Deine Aufgabe: Gib aus dem Text über die Thüringer Kommunalwahlen unten die Stelle zwischen „Grund für Jubel“ und „Aus zwei Gründen.“ wörtlich wieder, beide Grenzen eingeschlossen.

Es stimmt schon, die AfD hat nirgendwo im ersten Anlauf ein Landrats- oder Oberbürgermeisteramt gewonnen. Und nur im Altenburger Land liegt ein AfD-Kandidat knapp vorne. Doch dort und in mehreren anderen Fällen hat die AfD jetzt eine Chance in der Stichwahl am 9. Juni. Wie weit es selbst ein harter Neonazi in Thüringen schaffen kann, zeigte sich im Landkreis Hildburghausen. Dort steht Tommy Frenck für das "Bündnis Zukunft Hildburghausen" in der Stichwahl. Fast ein Viertel der Wähler gaben Frenck ihre Stimme.

Grund für Jubel der Demokraten sind die Ergebnisse also wahrlich nicht. (Weitere Details lesen Sie hier.) Das gilt umso mehr für die Kommunalparlamente. Dort werden zwar erst am Montag die vollständigen Resultate vorliegen, dann wird auch ein Landesergebnis errechnet. Schon in der Nacht zeichnete sich jedoch ab, dass die AfD deutlich zulegen konnte und wohl mancherorts stärkste Kraft in den Parlamenten wird.

Björn Höcke dürfte sich also ins rechte Fäustchen lachen. Es mag nicht das Wunder sein, das er sich erhofft und das andere gefürchtet hatten. Ein Erfolg ist es für die Partei allemal, vor allem für ihre mittelfristige Entwicklung. Aus zwei Gründen.

Die AfD hat sich, erstens, wieder einmal mehr Macht in den Institutionen gesichert. Eine AfD-Mehrheit in einem Kommunalparlament kann einem Landrat oder Bürgermeister das Leben schwer machen – und andersherum. Die AfD kann in den Kommunen tatsächlich gestalten und die Gesellschaft prägen, nach ihren ganz rechten Vorstellungen. Etwa, wenn es um die Unterbringung von Flüchtlingen oder Geld für Sozialarbeit und Kultur geht.

Der AfD hilft das Gestaltenkönnen aber, zweitens, noch auf andere Weise, im größeren Maßstab. Wohlgemerkt: einer Partei, die in Thüringen vom Verfassungsschutz als gesichert rechtsextrem beobachtet wird. Denn in den Kommunen hat sie die Chance, den Mief des Rechtsextremismus mit Sachpolitik zu übertünchen. Vor allem dann, wenn es um scheinbar unpolitische Entscheidungen wie den Bau einer Straße oder eines Spielplatzes geht.

Datensatzauszüge:

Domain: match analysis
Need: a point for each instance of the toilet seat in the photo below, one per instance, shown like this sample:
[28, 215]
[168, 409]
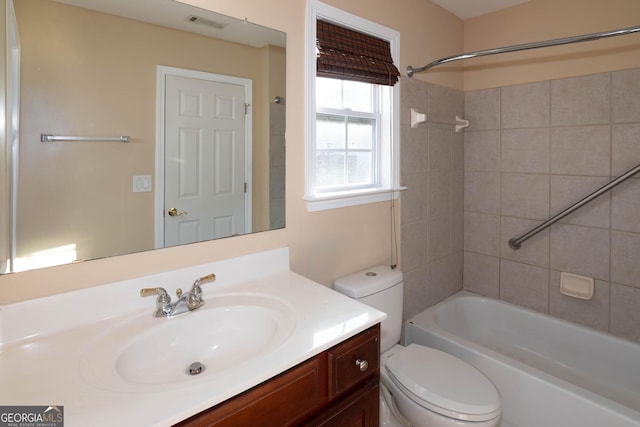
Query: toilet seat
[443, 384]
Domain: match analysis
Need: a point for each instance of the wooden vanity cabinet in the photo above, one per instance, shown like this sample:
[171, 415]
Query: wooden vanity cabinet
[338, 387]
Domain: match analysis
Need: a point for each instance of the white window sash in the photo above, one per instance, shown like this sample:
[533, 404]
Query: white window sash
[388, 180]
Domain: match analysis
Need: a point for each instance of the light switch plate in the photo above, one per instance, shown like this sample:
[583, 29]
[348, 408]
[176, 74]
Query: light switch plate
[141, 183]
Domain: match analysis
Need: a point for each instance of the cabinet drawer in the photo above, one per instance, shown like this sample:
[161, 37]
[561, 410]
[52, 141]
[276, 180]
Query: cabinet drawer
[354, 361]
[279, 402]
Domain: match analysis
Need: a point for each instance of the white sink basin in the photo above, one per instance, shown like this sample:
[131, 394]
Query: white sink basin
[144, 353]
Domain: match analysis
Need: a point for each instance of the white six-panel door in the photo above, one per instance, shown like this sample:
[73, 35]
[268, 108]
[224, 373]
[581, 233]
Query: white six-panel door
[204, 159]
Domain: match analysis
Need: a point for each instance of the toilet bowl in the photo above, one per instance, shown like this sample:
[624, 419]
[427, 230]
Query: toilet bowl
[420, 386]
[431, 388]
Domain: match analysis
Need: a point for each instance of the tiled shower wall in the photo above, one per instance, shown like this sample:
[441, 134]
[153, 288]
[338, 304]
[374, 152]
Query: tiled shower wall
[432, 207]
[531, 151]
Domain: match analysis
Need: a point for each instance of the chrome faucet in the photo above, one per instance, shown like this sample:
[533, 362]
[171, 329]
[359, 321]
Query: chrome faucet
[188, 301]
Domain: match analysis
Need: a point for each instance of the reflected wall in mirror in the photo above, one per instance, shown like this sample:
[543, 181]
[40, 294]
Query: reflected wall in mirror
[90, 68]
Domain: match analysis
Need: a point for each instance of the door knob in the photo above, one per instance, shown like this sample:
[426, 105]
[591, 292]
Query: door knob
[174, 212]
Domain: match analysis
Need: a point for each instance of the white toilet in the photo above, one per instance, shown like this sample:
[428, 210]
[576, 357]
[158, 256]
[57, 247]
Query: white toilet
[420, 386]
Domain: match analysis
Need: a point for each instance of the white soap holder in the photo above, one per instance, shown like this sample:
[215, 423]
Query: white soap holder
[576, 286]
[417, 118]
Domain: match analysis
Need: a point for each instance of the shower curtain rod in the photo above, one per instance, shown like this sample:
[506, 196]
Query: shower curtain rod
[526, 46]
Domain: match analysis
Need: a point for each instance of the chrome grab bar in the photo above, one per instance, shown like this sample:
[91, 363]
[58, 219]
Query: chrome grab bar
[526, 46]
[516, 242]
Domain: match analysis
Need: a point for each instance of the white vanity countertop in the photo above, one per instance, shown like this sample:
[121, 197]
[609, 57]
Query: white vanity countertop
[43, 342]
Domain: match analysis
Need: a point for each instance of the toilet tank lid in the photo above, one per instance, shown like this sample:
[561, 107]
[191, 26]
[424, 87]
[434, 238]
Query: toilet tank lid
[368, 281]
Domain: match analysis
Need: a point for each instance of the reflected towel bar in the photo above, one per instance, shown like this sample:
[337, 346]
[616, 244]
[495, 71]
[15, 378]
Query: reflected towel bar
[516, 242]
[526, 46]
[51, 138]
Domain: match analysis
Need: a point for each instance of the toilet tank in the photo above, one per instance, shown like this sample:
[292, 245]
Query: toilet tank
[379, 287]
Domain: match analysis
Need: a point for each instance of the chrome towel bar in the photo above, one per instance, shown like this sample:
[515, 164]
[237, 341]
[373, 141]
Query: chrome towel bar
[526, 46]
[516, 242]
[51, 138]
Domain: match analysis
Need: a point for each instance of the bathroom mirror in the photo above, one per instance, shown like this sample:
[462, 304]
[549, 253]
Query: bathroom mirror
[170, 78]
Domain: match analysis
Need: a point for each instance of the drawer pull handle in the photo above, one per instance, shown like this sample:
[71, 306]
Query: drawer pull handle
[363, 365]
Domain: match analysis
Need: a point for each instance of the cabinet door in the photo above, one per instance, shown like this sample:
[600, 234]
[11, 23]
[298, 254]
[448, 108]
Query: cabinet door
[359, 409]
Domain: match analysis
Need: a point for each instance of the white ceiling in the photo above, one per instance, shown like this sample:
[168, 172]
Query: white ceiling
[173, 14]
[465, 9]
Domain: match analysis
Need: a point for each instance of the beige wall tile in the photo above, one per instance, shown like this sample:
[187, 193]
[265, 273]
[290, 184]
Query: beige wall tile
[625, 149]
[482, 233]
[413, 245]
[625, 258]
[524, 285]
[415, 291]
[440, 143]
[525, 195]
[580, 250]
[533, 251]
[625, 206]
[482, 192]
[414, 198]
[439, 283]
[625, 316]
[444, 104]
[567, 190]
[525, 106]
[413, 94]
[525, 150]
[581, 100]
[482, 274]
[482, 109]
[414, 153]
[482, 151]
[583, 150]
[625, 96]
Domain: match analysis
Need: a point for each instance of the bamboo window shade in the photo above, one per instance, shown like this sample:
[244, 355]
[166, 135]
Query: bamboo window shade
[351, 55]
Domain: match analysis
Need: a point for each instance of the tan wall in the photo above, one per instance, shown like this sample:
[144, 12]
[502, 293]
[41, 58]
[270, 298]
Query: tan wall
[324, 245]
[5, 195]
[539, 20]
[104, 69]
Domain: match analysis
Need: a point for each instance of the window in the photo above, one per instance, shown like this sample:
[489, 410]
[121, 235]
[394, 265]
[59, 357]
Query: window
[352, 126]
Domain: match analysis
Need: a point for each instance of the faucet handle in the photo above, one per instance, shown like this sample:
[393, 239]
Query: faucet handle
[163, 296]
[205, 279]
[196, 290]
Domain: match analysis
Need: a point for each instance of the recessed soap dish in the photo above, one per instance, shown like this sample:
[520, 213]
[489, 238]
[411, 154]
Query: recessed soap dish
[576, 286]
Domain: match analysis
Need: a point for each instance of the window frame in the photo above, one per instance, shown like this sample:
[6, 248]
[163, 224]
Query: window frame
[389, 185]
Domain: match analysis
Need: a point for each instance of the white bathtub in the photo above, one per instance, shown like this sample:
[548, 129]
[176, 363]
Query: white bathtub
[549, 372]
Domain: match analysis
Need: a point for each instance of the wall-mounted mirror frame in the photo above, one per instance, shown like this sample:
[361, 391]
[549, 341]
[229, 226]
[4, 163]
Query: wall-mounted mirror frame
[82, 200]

Lösung:
Grund für Jubel der Demokraten sind die Ergebnisse also wahrlich nicht. (Weitere Details lesen Sie hier.) Das gilt umso mehr für die Kommunalparlamente. Dort werden zwar erst am Montag die vollständigen Resultate vorliegen, dann wird auch ein Landesergebnis errechnet. Schon in der Nacht zeichnete sich jedoch ab, dass die AfD deutlich zulegen konnte und wohl mancherorts stärkste Kraft in den Parlamenten wird.

Björn Höcke dürfte sich also ins rechte Fäustchen lachen. Es mag nicht das Wunder sein, das er sich erhofft und das andere gefürchtet hatten. Ein Erfolg ist es für die Partei allemal, vor allem für ihre mittelfristige Entwicklung. Aus zwei Gründen.